Fervent 19th-Century Reformer
ALL but forgotten in this century, the fiery abolitionist and women's-rights crusader Abby Kelley (1811-1887) was one of the more remarkable personalities in a century filled with remarkable personalities.
A Quaker farm girl of Irish and English descent, Abby Kelley was one of the many courageous and conscientious women who worked for the abolitionist cause, but one of the very few - for a long time, the only one - to take the podium at public meetings.
To address what was called a "promiscuous audience" in those days (an audience in which there were both men and women) was considered a distinctly unwomanly thing to do. But for Abby Kelley and others like her, the overwhelming urgency of speaking on behalf of slaves prompted them to do what they would not have done on their own behalf.
Abby and her fellow abolitionists were harassed, threatened, pelted with rotten eggs, insulted, and attacked. When the women in the antislavery movement held a convention at Philadelphia Hall in 1838, the building was set on fire by an angry mob.
While many of the women active in reform causes were mocked as "old maids," Abby was denounced as a "Jezebel" whose youthful beauty and soft, appealing voice "seduced" her listeners into supporting the abolitionist cause. Although she was a high-minded advocate and practitioner of temperance, cold-water baths, simple clothing, and the Graham diet (an early forerunner of today's macrobiotic and organic diets), she was denounced as a loose woman.
Hurt but undaunted, she proceeded on her way, traveling through New England, Pennsylvania, upstate New York, and Ohio, lecturing (she always spoke extemporaneously, in the Quaker tradition), selling antislavery literature, and organizing at the grass-roots level. In 1845, she married fellow abolitionist Stephen S. Foster (not the songwriter), who was even more vehement in his politics than she was.
Although the Fosters had a daughter (who went on to attend Vassar College and receive an advanced degree from Cornell), marriage and motherhood did not stop Abby from going on with her work.

+-------+

Reproduce the entire article on Abby Kelley word for word. The rows that come next are separate material and bear no relation to the article on Abby Kelley.

+-------+

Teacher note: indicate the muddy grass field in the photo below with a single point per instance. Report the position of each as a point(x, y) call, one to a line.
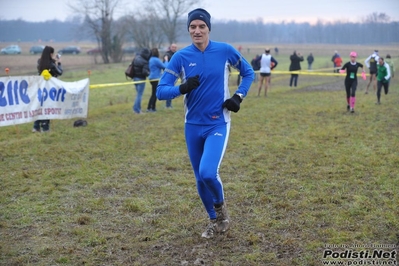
point(302, 176)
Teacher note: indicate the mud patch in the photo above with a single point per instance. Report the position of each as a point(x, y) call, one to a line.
point(333, 86)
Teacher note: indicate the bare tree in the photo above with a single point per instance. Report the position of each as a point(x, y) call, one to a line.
point(98, 18)
point(169, 14)
point(377, 18)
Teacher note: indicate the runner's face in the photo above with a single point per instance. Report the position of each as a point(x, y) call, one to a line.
point(199, 32)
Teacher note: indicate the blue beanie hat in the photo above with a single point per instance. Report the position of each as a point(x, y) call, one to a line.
point(200, 14)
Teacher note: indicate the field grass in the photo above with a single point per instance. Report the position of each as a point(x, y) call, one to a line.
point(300, 174)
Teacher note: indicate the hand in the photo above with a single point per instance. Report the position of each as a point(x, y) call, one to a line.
point(191, 84)
point(233, 104)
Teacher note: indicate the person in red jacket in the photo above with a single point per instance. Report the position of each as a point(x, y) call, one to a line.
point(338, 63)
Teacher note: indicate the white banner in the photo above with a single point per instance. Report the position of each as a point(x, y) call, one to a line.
point(28, 98)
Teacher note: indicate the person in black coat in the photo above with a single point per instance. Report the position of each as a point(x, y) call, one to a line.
point(296, 59)
point(52, 63)
point(141, 72)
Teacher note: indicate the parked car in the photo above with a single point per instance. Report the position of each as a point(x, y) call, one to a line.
point(70, 50)
point(11, 49)
point(94, 51)
point(130, 50)
point(37, 49)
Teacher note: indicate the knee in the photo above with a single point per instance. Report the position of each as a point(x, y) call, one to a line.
point(207, 174)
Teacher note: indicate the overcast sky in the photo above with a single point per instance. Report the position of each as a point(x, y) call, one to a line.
point(241, 10)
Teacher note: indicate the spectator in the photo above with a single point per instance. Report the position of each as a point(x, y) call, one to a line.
point(52, 63)
point(337, 63)
point(208, 107)
point(389, 61)
point(351, 68)
point(141, 72)
point(156, 66)
point(172, 50)
point(310, 60)
point(383, 77)
point(371, 63)
point(296, 59)
point(255, 63)
point(335, 55)
point(267, 63)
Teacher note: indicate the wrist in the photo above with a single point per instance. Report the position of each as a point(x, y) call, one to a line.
point(241, 96)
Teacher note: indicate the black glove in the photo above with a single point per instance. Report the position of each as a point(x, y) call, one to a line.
point(191, 84)
point(233, 104)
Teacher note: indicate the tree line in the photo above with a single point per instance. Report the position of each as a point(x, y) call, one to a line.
point(162, 22)
point(231, 31)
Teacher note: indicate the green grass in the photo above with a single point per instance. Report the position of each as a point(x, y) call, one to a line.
point(299, 173)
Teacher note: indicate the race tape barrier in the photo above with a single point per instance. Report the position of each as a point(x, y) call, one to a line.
point(308, 72)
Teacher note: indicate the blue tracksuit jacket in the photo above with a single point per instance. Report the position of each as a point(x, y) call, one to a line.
point(203, 105)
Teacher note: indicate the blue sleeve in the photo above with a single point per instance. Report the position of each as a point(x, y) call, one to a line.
point(166, 89)
point(159, 64)
point(246, 71)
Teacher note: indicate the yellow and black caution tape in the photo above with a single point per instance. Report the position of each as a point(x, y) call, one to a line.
point(302, 72)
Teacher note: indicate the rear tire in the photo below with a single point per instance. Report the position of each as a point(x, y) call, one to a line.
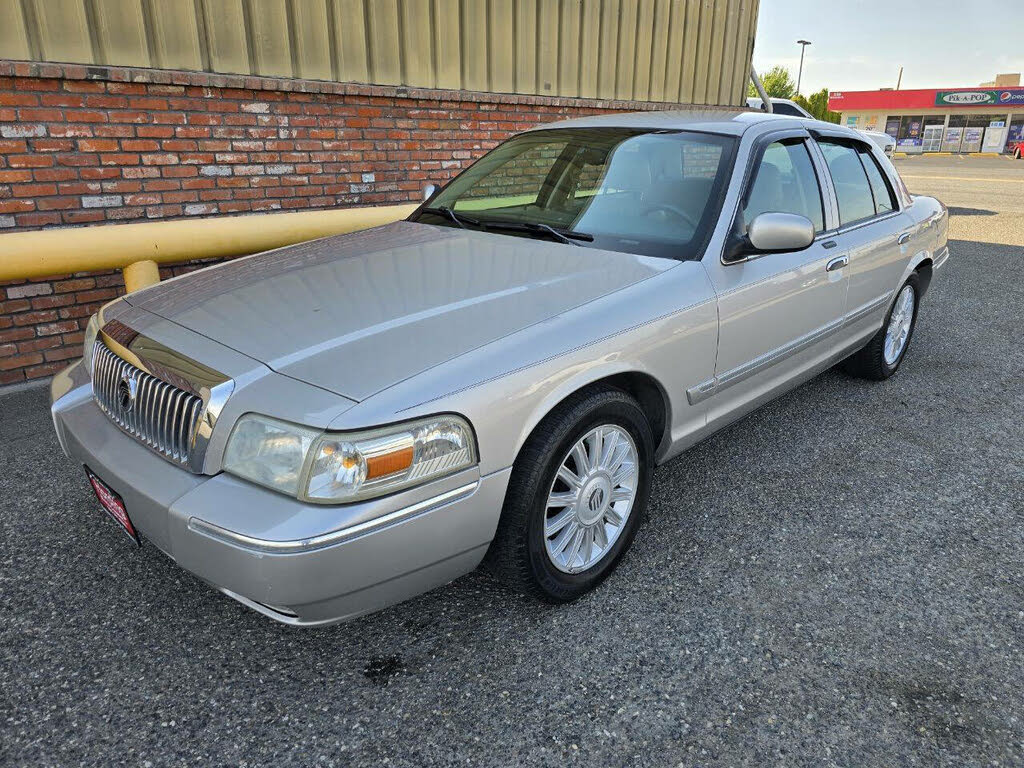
point(526, 553)
point(882, 356)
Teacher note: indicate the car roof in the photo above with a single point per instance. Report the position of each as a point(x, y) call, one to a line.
point(727, 122)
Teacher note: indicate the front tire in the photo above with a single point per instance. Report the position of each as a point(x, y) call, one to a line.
point(577, 495)
point(882, 356)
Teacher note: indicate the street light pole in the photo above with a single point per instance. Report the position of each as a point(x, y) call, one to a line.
point(803, 46)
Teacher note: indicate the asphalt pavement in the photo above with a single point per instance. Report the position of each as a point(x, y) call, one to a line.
point(836, 580)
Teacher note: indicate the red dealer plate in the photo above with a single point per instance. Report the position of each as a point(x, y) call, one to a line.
point(114, 505)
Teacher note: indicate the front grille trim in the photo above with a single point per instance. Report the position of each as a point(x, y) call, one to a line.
point(164, 418)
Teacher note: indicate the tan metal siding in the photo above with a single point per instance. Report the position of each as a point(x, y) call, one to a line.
point(660, 50)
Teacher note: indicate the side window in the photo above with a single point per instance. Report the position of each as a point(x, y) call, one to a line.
point(885, 201)
point(785, 182)
point(853, 192)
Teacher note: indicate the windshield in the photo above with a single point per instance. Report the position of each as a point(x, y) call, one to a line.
point(651, 193)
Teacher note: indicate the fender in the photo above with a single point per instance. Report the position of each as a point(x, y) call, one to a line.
point(603, 370)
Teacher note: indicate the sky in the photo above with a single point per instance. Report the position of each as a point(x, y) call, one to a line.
point(861, 44)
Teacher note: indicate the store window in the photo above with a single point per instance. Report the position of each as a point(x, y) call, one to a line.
point(910, 131)
point(885, 200)
point(975, 130)
point(785, 182)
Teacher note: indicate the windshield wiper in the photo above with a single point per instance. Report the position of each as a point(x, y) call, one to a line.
point(562, 236)
point(460, 218)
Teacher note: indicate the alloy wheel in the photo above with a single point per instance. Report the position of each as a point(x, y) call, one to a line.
point(591, 499)
point(899, 326)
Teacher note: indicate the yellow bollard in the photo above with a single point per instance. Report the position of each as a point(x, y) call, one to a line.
point(140, 274)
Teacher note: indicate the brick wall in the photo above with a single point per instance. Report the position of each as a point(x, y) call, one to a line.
point(86, 145)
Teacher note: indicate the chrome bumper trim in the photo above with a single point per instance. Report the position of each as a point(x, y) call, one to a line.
point(334, 537)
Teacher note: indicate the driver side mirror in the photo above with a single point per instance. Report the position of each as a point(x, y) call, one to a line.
point(772, 232)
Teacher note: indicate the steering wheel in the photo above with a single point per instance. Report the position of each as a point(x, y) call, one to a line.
point(678, 212)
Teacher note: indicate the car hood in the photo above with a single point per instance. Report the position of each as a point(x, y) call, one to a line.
point(355, 313)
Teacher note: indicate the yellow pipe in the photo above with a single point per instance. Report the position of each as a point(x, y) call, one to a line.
point(52, 252)
point(141, 274)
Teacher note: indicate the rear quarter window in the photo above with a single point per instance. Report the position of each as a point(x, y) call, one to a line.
point(853, 190)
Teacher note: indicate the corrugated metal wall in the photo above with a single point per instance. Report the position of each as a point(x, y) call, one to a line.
point(695, 51)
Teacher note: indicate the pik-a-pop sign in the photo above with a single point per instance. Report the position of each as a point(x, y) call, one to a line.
point(980, 97)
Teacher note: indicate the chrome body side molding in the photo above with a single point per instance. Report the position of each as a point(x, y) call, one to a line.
point(334, 537)
point(734, 376)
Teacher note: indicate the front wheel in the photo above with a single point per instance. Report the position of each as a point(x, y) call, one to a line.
point(881, 357)
point(576, 497)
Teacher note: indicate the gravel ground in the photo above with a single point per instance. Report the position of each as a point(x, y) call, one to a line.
point(834, 581)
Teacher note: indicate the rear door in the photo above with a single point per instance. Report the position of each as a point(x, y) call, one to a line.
point(777, 311)
point(870, 226)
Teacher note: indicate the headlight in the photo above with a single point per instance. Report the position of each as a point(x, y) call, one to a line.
point(268, 452)
point(91, 331)
point(336, 467)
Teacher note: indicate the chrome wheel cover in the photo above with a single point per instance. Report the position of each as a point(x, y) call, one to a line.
point(591, 499)
point(899, 326)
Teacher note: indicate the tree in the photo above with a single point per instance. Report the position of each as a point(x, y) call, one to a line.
point(778, 83)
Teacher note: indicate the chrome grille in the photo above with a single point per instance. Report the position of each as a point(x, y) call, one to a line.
point(160, 415)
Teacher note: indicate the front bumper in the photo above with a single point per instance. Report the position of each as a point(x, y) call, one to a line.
point(298, 563)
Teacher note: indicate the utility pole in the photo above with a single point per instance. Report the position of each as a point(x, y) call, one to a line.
point(800, 74)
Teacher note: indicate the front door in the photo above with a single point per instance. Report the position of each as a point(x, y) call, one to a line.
point(777, 311)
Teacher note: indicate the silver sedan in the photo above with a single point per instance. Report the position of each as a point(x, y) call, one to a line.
point(329, 428)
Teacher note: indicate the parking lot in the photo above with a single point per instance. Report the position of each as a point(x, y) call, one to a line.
point(836, 580)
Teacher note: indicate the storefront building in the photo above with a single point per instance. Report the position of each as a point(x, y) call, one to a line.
point(948, 120)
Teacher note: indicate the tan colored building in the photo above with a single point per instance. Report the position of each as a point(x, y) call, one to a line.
point(987, 118)
point(120, 111)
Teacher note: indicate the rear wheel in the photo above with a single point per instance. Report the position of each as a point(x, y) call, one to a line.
point(576, 497)
point(881, 357)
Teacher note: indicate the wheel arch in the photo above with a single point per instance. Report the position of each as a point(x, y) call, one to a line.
point(641, 385)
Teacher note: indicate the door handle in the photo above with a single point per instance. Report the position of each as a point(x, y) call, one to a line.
point(838, 263)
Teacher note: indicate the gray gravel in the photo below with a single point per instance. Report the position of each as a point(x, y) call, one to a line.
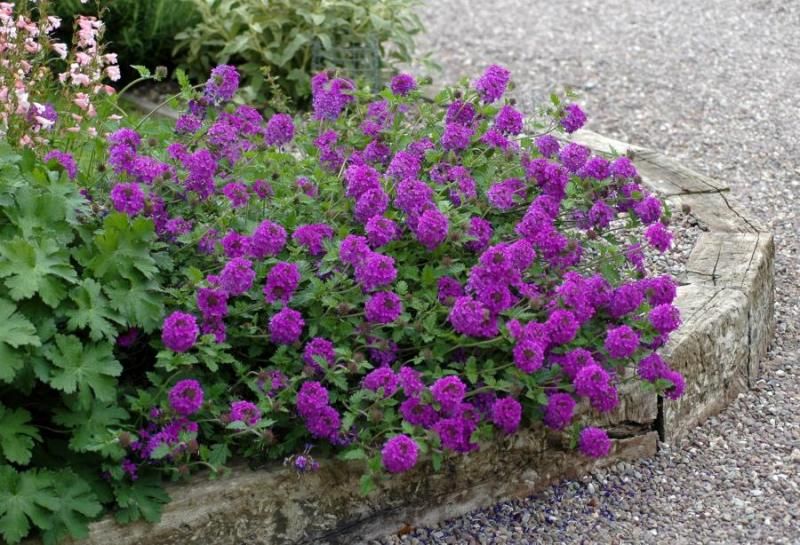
point(713, 83)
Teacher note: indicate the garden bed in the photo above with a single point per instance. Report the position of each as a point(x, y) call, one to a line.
point(727, 305)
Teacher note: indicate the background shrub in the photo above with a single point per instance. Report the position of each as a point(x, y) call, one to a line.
point(139, 31)
point(280, 36)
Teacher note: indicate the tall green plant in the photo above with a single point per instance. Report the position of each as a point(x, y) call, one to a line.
point(141, 31)
point(277, 41)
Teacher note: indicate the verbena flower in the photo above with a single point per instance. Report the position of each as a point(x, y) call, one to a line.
point(186, 397)
point(282, 281)
point(286, 326)
point(594, 442)
point(280, 130)
point(506, 414)
point(621, 341)
point(559, 411)
point(128, 198)
point(573, 118)
point(383, 307)
point(223, 84)
point(237, 276)
point(319, 350)
point(268, 239)
point(179, 331)
point(245, 411)
point(381, 379)
point(448, 392)
point(64, 159)
point(492, 84)
point(402, 84)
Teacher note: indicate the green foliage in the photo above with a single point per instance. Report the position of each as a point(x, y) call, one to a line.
point(278, 44)
point(139, 31)
point(66, 279)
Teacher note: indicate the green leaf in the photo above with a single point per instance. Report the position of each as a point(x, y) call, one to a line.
point(93, 311)
point(144, 498)
point(95, 429)
point(353, 454)
point(25, 498)
point(436, 459)
point(143, 71)
point(471, 370)
point(122, 249)
point(16, 331)
point(81, 368)
point(35, 267)
point(16, 435)
point(428, 276)
point(140, 303)
point(77, 506)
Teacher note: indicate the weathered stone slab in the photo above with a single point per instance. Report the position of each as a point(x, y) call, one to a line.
point(741, 262)
point(712, 351)
point(276, 507)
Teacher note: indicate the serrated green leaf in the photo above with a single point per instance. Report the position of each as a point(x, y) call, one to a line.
point(77, 506)
point(141, 499)
point(140, 303)
point(93, 311)
point(25, 498)
point(17, 437)
point(36, 267)
point(143, 71)
point(355, 453)
point(83, 368)
point(122, 249)
point(95, 429)
point(16, 331)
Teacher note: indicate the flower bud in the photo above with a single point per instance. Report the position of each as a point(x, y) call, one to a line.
point(268, 437)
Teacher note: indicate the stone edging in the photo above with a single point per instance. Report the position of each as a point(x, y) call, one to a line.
point(727, 307)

+-------+

The completed task:
Fervent 19th-Century Reformer
ALL but forgotten in this century, the fiery abolitionist and women's-rights crusader Abby Kelley (1811-1887) was one of the more remarkable personalities in a century filled with remarkable personalities.
A Quaker farm girl of Irish and English descent, Abby Kelley was one of the many courageous and conscientious women who worked for the abolitionist cause, but one of the very few - for a long time, the only one - to take the podium at public meetings.
To address what was called a "promiscuous audience" in those days (an audience in which there were both men and women) was considered a distinctly unwomanly thing to do. But for Abby Kelley and others like her, the overwhelming urgency of speaking on behalf of slaves prompted them to do what they would not have done on their own behalf.
Abby and her fellow abolitionists were harassed, threatened, pelted with rotten eggs, insulted, and attacked. When the women in the antislavery movement held a convention at Philadelphia Hall in 1838, the building was set on fire by an angry mob.
While many of the women active in reform causes were mocked as "old maids," Abby was denounced as a "Jezebel" whose youthful beauty and soft, appealing voice "seduced" her listeners into supporting the abolitionist cause. Although she was a high-minded advocate and practitioner of temperance, cold-water baths, simple clothing, and the Graham diet (an early forerunner of today's macrobiotic and organic diets), she was denounced as a loose woman.
Hurt but undaunted, she proceeded on her way, traveling through New England, Pennsylvania, upstate New York, and Ohio, lecturing (she always spoke extemporaneously, in the Quaker tradition), selling antislavery literature, and organizing at the grass-roots level. In 1845, she married fellow abolitionist Stephen S. Foster (not the songwriter), who was even more vehement in his politics than she was.
Although the Fosters had a daughter (who went on to attend Vassar College and receive an advanced degree from Cornell), marriage and motherhood did not stop Abby from going on with her work.